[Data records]
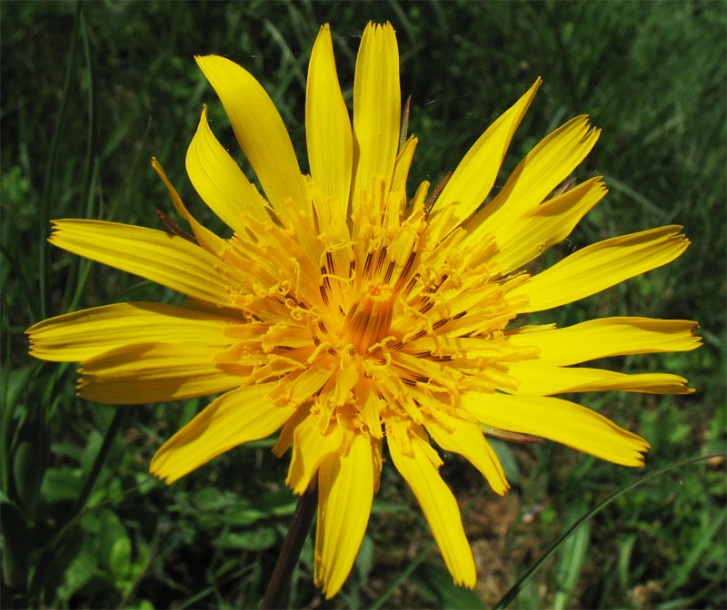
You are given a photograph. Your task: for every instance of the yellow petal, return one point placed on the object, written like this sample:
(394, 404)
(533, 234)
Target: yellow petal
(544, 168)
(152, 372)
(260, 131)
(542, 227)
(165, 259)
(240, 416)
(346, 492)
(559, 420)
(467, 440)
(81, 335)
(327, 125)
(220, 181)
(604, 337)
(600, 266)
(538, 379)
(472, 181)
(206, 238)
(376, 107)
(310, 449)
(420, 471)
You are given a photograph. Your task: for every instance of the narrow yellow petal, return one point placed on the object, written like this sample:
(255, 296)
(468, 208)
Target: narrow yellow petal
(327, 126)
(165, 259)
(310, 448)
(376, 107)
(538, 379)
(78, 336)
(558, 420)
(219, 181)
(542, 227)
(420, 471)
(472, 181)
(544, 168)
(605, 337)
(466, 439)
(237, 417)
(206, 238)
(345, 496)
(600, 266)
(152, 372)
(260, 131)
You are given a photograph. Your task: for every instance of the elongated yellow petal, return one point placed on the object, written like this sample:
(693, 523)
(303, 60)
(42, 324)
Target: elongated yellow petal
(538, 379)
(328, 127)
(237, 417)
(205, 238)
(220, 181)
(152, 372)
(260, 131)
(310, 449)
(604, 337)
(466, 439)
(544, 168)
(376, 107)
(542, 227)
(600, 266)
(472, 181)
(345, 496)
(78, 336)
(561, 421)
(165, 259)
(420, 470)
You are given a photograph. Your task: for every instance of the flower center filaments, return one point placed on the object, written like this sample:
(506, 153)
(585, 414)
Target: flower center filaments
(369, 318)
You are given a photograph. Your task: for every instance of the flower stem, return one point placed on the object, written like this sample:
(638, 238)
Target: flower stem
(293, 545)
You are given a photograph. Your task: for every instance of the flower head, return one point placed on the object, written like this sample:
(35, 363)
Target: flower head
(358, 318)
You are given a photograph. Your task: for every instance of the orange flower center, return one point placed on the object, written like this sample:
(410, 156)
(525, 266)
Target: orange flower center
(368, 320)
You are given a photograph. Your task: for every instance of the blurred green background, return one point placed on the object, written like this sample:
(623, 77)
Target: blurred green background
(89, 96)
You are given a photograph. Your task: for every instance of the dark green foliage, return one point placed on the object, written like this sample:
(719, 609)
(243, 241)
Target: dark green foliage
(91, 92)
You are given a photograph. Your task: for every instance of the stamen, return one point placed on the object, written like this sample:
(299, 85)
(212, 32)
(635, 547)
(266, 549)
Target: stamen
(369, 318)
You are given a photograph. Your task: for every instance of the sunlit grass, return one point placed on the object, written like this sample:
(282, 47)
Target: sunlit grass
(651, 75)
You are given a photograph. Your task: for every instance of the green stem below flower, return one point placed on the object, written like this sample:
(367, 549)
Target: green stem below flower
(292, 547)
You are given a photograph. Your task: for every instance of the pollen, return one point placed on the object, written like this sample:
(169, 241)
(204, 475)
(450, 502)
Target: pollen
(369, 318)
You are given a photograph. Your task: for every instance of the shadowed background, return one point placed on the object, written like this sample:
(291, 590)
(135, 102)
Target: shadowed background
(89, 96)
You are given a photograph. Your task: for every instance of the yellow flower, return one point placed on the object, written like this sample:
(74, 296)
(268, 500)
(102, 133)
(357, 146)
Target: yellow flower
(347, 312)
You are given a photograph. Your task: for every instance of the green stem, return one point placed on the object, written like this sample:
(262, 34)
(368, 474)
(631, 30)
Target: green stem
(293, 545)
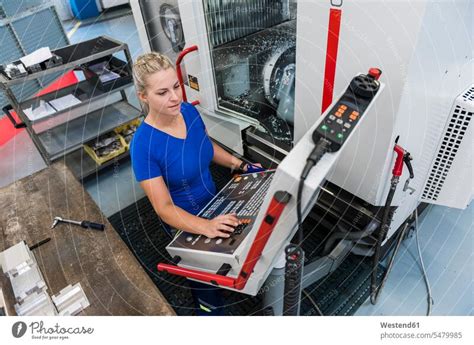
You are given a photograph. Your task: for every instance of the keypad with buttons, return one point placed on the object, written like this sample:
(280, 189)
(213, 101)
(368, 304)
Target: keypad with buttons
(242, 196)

[WHAT YOU NEED TO DO] Starting at the line containing "of the keypad" and ending at the last line, copy the lines with "buttons" switched to "keys" and nothing else changed.

[RESULT]
You are given a photograph. Your task: for every instance of the keypad with keys, return one point placed on the object, written like this sample:
(280, 189)
(213, 101)
(368, 304)
Target: keypad with keys
(242, 196)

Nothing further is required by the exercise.